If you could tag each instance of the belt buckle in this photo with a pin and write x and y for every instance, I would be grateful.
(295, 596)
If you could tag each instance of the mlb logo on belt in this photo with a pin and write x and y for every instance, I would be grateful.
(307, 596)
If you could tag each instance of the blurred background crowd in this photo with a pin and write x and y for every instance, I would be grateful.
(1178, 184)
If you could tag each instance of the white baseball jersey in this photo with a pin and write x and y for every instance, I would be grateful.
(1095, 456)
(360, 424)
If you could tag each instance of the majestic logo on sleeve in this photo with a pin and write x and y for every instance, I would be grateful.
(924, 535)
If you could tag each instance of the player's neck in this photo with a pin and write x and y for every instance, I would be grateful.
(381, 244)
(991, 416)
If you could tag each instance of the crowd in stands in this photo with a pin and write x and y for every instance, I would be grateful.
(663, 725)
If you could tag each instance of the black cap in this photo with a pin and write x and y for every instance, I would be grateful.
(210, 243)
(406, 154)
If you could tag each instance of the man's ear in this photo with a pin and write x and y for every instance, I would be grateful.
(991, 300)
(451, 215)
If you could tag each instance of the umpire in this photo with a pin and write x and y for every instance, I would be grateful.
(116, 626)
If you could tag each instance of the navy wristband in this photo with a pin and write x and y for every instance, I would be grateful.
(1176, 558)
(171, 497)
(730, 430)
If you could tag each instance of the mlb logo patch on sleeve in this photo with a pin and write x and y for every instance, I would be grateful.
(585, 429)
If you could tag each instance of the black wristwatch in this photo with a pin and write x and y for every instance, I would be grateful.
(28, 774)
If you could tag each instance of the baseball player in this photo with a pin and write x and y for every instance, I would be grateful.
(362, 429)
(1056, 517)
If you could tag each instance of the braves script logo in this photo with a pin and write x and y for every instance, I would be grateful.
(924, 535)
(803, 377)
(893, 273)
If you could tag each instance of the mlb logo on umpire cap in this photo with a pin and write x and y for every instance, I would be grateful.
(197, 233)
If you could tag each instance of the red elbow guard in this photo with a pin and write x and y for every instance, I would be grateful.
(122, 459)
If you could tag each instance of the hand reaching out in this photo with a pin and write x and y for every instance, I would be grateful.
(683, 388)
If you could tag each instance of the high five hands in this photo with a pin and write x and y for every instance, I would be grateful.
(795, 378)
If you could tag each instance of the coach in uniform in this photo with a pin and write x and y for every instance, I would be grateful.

━━━━━━━━━━

● Exercise brief:
Transcribe each record exactly. Leave nothing out.

● Result:
If you could tag each instance of the belt buckle in this photo with a pin and write x and y for every instance, I would be grateful.
(295, 596)
If you could tag each instance of the mlb logo on belt in this photo with a pin and write x and y for every instance, I would be grateful.
(307, 596)
If you could tag each instance of the blurred background crowd in this photo with a pin and write x and y for every instance, I would be grateful.
(1178, 184)
If you could tag each instance of the white baseball jersey in this photo with a pin and write x and y for every instance, I would be grateful.
(1095, 456)
(360, 424)
If you could tag each instance of the majestic logo on sleeve in this photo with a pin and write x and y for every instance, I would be grateful.
(924, 535)
If you could tag each instance of the player's neck in this photo with a pin and write x and y for every instance, I would be grateful.
(381, 244)
(991, 416)
If you could tag each instance of the crowd in stands in this photo with a pin and write x and y for every instance, I would be grateful.
(663, 725)
If you could tag each instance of the black cap in this photo with a pin and write x and y for every instance, I would be grateful.
(210, 243)
(406, 154)
If you could tag each instance of the man's ear in this photo with a pin and write x and y for every instance, I would be grateful.
(991, 300)
(451, 215)
If you could tag each instance of the umpire in this photo with a pin and write x and y for every instance, I would be grateful.
(116, 626)
If you could tag each instance of the navy wristband in this photo with a pin and write x and y for every instance, I would be grateful.
(1176, 558)
(171, 497)
(730, 430)
If you could tag each instance of the mlb logo patch on sleeve in this photo with a pin and write x and y for every instance, I would be grateful.
(585, 429)
If you could tag each instance of the black wristwatch in this photo with a pin and write x and y for every instance, I would be grateful.
(28, 774)
If you could tag each instance of the baseball player in this photo with a pin and write x and y for every instance, I would be grateful.
(362, 429)
(1056, 517)
If you could tag each instance of the braves script logo in this photo with a pin and write x and y for every instance, I would be grateful.
(924, 535)
(803, 377)
(893, 273)
If you could tag each instance of the mlb logo on umpire cap in this photo with a pin and write x and y for every instance, I would be grateful.
(197, 233)
If you could tag each instance of the red elbow guard in this photo with a pin and write x and y for every instance, I would be grateful.
(122, 459)
If you could tag each instance of the hand reaching out in this photo with a pin and write x and y for every instance, I would be grateful.
(683, 388)
If you could tag each instance of the high five hands in this photo with a pin and write x and y for every instance, I would be grateful.
(795, 378)
If you could tag each instance of the coach in uniform in this photo with a pin and write x and y for every instance, I would be grateful.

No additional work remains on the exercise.